[Stored dataset items]

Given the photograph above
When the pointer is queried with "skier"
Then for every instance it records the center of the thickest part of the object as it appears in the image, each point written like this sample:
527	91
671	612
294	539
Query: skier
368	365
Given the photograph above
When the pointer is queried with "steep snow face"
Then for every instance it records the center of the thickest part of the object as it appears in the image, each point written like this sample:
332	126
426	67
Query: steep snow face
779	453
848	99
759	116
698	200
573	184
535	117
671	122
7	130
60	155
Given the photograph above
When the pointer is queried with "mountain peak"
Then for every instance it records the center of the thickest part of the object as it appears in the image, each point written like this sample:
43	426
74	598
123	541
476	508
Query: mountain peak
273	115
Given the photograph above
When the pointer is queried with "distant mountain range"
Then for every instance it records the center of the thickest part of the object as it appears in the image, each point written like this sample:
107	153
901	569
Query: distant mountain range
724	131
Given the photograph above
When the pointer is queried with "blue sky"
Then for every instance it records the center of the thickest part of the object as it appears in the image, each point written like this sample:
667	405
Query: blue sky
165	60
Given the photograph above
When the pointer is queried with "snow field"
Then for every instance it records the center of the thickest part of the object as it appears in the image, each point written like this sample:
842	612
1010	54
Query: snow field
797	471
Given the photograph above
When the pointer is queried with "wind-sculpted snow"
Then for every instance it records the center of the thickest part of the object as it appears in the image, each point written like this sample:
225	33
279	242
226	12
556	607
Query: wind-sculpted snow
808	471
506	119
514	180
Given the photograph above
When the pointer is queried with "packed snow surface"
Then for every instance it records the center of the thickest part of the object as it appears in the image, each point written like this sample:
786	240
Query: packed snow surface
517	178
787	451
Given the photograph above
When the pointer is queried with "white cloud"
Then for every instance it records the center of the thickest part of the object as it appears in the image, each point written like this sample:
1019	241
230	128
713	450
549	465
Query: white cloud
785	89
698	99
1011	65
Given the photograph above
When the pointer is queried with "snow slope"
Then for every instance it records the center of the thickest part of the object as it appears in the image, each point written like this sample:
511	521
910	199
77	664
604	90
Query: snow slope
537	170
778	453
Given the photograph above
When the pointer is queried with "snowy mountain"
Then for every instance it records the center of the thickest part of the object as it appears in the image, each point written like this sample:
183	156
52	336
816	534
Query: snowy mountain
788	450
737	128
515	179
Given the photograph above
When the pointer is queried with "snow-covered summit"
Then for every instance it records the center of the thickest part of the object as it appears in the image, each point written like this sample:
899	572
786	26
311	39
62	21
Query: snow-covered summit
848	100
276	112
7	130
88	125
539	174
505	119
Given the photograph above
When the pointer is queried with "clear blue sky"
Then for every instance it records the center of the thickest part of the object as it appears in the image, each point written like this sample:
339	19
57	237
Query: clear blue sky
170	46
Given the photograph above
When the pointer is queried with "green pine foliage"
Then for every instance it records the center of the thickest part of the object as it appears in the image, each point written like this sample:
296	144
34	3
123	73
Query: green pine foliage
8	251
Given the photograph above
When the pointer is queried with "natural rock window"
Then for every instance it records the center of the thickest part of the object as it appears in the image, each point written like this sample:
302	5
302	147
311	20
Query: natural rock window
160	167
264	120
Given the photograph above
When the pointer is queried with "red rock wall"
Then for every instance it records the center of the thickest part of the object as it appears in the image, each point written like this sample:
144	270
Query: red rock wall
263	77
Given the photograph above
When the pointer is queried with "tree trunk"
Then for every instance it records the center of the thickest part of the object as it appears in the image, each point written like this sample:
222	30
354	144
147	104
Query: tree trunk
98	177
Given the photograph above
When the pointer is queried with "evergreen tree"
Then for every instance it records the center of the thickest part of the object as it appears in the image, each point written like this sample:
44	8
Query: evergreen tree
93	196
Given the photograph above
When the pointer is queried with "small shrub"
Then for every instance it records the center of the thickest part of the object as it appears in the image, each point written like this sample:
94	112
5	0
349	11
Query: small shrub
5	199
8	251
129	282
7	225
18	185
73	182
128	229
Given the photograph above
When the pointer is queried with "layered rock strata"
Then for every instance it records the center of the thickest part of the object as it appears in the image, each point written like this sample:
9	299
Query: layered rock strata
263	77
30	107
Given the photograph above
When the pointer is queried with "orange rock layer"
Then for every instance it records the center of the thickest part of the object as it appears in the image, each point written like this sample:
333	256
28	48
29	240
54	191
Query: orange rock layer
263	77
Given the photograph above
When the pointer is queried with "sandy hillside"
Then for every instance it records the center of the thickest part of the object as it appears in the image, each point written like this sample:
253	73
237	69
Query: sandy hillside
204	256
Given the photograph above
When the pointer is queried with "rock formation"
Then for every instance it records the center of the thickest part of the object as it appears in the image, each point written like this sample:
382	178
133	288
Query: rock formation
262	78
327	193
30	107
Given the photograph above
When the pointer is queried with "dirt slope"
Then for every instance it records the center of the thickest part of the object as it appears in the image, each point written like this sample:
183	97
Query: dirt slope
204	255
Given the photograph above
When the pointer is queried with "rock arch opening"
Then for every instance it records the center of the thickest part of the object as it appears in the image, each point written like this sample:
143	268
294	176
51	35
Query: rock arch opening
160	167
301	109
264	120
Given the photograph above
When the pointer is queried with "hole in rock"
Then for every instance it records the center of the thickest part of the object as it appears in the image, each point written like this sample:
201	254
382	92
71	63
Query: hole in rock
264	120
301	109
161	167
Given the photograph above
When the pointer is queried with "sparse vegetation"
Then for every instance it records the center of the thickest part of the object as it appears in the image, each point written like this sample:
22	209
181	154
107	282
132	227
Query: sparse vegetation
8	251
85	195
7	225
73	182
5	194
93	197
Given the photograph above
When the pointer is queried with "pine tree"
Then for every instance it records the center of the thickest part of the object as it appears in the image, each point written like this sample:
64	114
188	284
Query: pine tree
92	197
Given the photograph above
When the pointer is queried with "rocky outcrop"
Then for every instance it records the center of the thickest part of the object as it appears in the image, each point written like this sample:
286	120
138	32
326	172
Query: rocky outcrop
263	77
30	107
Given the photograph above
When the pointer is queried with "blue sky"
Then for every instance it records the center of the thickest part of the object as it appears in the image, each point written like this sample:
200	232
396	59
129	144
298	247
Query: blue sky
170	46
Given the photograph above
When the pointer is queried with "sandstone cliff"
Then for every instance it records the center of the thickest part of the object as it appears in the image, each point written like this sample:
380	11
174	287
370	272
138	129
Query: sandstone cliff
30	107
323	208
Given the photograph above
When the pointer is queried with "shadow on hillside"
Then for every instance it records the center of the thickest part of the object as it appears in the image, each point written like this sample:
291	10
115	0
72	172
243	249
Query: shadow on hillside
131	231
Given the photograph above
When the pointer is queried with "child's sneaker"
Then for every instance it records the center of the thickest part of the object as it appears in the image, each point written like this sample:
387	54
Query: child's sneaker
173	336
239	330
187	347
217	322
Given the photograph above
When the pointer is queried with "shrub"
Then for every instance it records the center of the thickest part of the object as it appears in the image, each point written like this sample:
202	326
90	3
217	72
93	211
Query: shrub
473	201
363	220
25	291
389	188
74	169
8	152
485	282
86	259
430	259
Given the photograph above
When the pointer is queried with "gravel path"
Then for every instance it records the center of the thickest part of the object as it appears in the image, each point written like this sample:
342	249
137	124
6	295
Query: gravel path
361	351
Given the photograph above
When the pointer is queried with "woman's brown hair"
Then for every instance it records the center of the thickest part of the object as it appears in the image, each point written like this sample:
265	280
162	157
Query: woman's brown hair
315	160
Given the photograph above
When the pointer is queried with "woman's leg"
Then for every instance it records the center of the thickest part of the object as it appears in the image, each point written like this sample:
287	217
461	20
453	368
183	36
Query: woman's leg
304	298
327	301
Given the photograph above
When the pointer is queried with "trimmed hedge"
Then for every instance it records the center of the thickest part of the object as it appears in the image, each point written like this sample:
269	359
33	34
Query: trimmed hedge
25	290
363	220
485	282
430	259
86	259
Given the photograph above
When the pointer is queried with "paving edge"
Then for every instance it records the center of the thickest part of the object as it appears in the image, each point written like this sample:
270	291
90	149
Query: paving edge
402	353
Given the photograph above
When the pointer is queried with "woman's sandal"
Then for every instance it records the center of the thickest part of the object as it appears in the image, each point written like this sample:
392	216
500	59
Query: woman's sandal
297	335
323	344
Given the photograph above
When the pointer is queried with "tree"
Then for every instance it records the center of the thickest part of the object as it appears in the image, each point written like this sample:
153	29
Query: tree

- What is required: Collect each line of the items above that contains the string "steep", treating uppercase and lowercase letters as distinct.

- Response to the exercise:
When the pointer is queried with "steep snow face"
Query: steep snow face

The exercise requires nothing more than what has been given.